COMPLETE THE FOLLOWING:
[A] In the excerpt about Andrews and his wife's bankruptcies, where did Andrews publicly respond to the accusations?
[B] Write the next few paragraphs of the excerpt about Andrews and his wife's bankruptcies, picking up right after its final sentence.
==== SELECTED PASSAGE ====
Last week, however, The Atlantic's Megan McArdle called his account into question, because Andrews failed to mention that his new wife, Patty Barreiro, had declared bankruptcy twice in the years before they hooked up. McArdle contends that this represents a pattern of financial irresponsibility that would color the perceptions of a reader of his book. "I think this matters," she writes, "because the story Andrews told was basically about the subprime crisis, and the book casts him as a sort of everyman, lured in by cheap credit and a likable scoundrel of a mortgage broker."

Andrews responded to these accusations both publicly, on PBS's NewsHour website, and in a statement he wrote to me last weekend. In his note to me, he repeats his assertion that the bankruptcies had nothing to do with the subject of his book, the subprime mortgage calamity. He explains that Barreiro's first bankruptcy occurred after she discovered that her then-husband had failed to file tax returns for five years.

The second bankruptcy, filed after they were married, resulted from an unpaid debt Barreiro incurred before she moved from Los Angeles to join Andrews in the Washington area. She had reportedly borrowed money from her sister, who sued her when repayment was not forthcoming. "When Patty couldn't repay," Andrews wrote, "her sister followed her east and sued her. I offered to pay off the loan by withdrawing money out of my 401(k), but I wasn't allowed to because the purpose didn't qualify as a 'hardship.' Without an alternative, Patty had no choice but to seek bankruptcy protection."
==== ENTRIES PROVIDED ====
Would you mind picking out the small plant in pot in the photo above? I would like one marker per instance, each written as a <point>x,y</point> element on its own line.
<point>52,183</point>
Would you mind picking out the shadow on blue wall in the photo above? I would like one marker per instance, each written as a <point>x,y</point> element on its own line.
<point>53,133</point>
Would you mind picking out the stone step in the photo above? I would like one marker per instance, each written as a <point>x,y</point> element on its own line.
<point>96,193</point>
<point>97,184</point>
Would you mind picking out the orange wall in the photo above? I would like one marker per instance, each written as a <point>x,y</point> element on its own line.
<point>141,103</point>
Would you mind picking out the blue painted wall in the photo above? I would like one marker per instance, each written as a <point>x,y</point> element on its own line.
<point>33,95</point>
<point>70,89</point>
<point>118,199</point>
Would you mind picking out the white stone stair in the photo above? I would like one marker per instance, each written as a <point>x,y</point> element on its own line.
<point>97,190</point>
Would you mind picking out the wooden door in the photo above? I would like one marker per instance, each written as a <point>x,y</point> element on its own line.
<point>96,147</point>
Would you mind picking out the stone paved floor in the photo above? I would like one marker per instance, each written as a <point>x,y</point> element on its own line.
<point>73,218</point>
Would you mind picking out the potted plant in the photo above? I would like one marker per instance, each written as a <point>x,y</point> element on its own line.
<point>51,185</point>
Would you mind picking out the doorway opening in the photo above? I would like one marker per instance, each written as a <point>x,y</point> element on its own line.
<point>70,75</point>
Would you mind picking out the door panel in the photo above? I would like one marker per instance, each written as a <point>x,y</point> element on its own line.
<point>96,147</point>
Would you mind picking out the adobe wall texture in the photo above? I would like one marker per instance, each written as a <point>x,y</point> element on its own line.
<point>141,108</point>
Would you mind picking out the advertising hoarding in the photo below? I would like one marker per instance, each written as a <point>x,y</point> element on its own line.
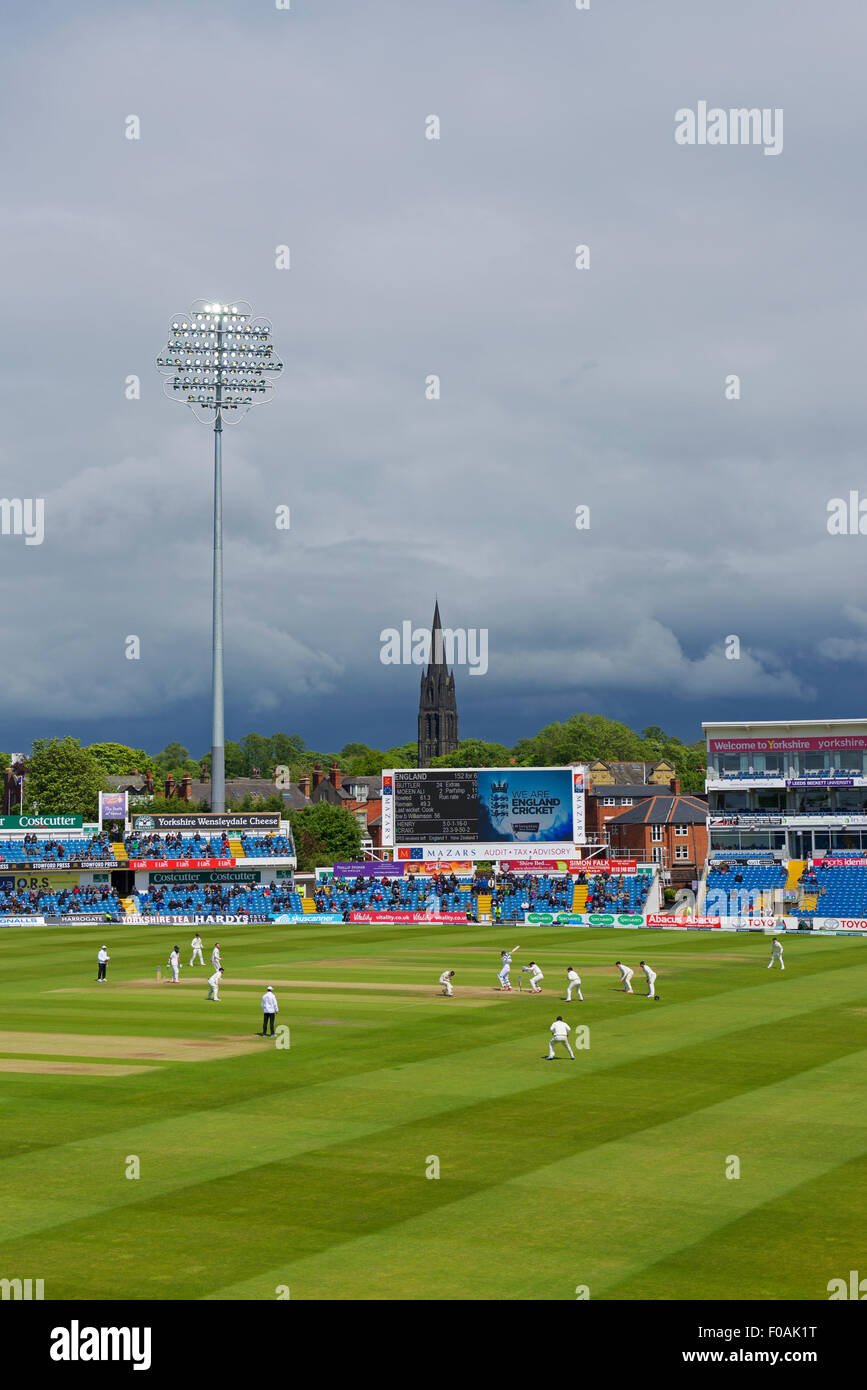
<point>482,808</point>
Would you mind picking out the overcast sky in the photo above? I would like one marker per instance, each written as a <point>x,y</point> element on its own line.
<point>456,257</point>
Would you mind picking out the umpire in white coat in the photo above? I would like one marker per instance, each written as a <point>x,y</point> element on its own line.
<point>270,1011</point>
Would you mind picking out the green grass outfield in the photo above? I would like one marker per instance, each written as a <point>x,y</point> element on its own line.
<point>304,1166</point>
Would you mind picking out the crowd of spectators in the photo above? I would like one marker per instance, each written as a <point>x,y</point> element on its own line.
<point>232,898</point>
<point>57,851</point>
<point>53,902</point>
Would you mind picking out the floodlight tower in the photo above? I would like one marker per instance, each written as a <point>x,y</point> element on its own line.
<point>220,360</point>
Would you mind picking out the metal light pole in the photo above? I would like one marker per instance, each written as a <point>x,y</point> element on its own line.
====
RESPONSES IN ORDER:
[A] On PBS's NewsHour website.

[B]
While I found McArdle's original post exposing Barreiro's misfortunes a bit lurid, I agree with her that this history adds important information about her character. I'm not, however, convinced that this background automatically brands Barreiro as a foolhardy spender. Andrews writes that he didn't include the bankruptcies because they had no impact on the story and he wanted to save his wife the embarrassment.

Although Busted is a compelling story as it stands, and I expect it to be a hit, I actually think it would have been even more illuminating if we knew more about Barreiro's state of mind at the time her and Andrews's finances were unraveling. Perhaps that's a story to come -- the meltdown from her point of view. Having read and very much enjoyed Busted, I'd eagerly read her take on it, too.